• **BRIEF**
What you return must be an exact copy of the lines in the listing below between the line holding "Deliver a precise" and the line holding "positive clicks: (343, 262)", inclusive, and nothing more.

• **ENTRIES PROVIDED**
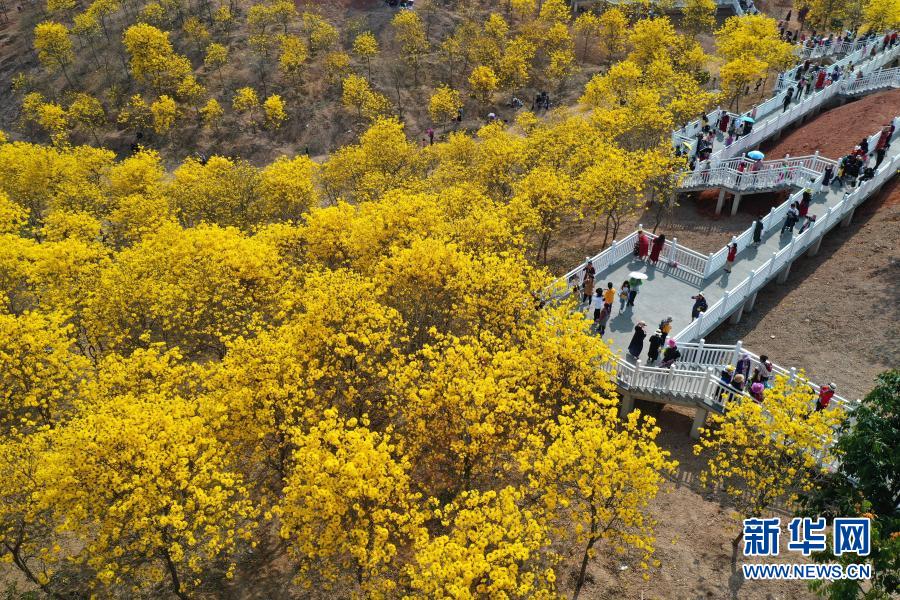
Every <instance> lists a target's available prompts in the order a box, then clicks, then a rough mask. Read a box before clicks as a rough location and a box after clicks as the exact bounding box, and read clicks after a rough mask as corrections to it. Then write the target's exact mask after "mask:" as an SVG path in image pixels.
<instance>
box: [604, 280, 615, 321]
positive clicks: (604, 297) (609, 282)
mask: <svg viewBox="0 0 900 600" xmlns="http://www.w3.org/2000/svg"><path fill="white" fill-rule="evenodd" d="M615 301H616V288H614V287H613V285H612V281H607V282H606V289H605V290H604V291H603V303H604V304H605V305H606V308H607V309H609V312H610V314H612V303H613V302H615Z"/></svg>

* * *

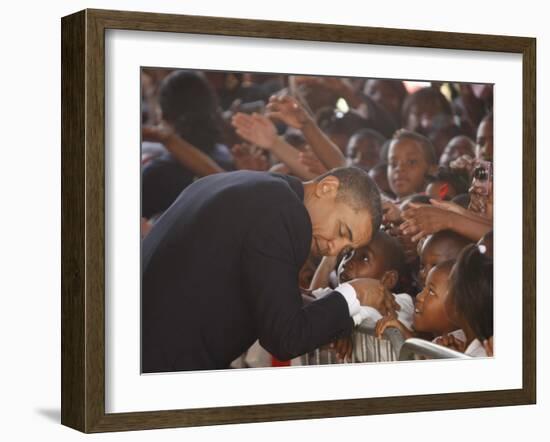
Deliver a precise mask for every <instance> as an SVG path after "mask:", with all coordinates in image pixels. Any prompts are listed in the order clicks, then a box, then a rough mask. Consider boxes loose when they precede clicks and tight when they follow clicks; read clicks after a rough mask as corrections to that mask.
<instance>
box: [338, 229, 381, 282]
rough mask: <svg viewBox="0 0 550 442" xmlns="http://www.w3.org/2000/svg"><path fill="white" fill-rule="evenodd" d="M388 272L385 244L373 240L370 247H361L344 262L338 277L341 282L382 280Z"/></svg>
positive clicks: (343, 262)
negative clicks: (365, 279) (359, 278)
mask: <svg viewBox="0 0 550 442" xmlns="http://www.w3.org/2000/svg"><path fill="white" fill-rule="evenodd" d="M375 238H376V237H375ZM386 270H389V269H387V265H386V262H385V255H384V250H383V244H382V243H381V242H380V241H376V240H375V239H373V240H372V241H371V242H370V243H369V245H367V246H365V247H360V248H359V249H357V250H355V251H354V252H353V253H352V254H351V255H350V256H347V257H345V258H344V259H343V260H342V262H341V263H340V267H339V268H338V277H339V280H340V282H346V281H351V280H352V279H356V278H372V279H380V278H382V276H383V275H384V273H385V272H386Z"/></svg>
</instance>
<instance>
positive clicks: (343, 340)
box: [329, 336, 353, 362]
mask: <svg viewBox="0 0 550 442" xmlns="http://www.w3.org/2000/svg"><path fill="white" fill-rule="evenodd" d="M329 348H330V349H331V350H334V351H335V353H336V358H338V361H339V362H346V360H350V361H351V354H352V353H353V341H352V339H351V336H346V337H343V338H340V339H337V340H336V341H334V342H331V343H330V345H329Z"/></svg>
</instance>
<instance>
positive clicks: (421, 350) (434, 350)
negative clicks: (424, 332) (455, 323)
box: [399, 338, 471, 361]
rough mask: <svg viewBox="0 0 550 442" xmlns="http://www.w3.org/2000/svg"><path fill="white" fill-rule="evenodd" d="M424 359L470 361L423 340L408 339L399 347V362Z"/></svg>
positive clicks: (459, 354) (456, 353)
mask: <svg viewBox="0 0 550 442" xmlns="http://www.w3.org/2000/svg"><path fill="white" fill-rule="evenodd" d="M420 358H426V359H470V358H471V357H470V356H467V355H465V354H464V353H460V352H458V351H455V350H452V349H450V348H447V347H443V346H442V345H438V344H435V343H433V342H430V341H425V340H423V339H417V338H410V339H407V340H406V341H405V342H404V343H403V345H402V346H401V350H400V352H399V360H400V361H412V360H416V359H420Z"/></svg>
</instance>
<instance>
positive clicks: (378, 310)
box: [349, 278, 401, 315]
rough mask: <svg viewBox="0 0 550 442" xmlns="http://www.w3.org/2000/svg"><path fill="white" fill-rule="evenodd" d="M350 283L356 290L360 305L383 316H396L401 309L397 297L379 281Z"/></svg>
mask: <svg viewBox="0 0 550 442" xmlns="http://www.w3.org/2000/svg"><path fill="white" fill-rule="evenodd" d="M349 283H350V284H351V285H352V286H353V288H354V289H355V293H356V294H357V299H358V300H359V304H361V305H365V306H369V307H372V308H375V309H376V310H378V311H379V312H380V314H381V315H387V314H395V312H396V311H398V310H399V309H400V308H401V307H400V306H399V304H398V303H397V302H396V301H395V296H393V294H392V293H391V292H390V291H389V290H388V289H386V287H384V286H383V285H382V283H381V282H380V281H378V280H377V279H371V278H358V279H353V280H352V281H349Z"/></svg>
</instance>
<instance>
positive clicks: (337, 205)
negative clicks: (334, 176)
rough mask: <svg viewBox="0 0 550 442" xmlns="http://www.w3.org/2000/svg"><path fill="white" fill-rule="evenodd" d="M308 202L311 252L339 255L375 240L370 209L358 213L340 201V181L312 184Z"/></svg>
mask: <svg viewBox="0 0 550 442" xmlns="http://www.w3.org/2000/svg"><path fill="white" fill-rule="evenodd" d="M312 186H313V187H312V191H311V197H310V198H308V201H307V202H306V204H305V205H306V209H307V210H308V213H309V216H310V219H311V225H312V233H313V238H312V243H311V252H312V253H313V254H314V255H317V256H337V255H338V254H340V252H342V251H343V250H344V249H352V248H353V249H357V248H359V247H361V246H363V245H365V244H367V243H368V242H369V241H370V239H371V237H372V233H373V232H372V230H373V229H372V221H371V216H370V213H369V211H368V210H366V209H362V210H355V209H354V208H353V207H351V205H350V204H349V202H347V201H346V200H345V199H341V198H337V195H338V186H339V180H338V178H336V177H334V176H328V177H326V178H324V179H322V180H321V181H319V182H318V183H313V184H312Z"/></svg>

• **ANSWER AREA**
Deliver a precise mask for every <instance> as an SVG path after "mask:", with all coordinates in image pixels. Any prompts are listed in the order clicks, then a box, then a rough mask. Consider boxes loose when they precede clicks and tight when they follow clicks; read clicks after a rough mask as corrections to that mask.
<instance>
box: [338, 229, 381, 282]
rough mask: <svg viewBox="0 0 550 442" xmlns="http://www.w3.org/2000/svg"><path fill="white" fill-rule="evenodd" d="M388 272L385 244L373 240L370 247H361L344 262L338 277L341 282L382 280Z"/></svg>
positive clicks: (343, 262)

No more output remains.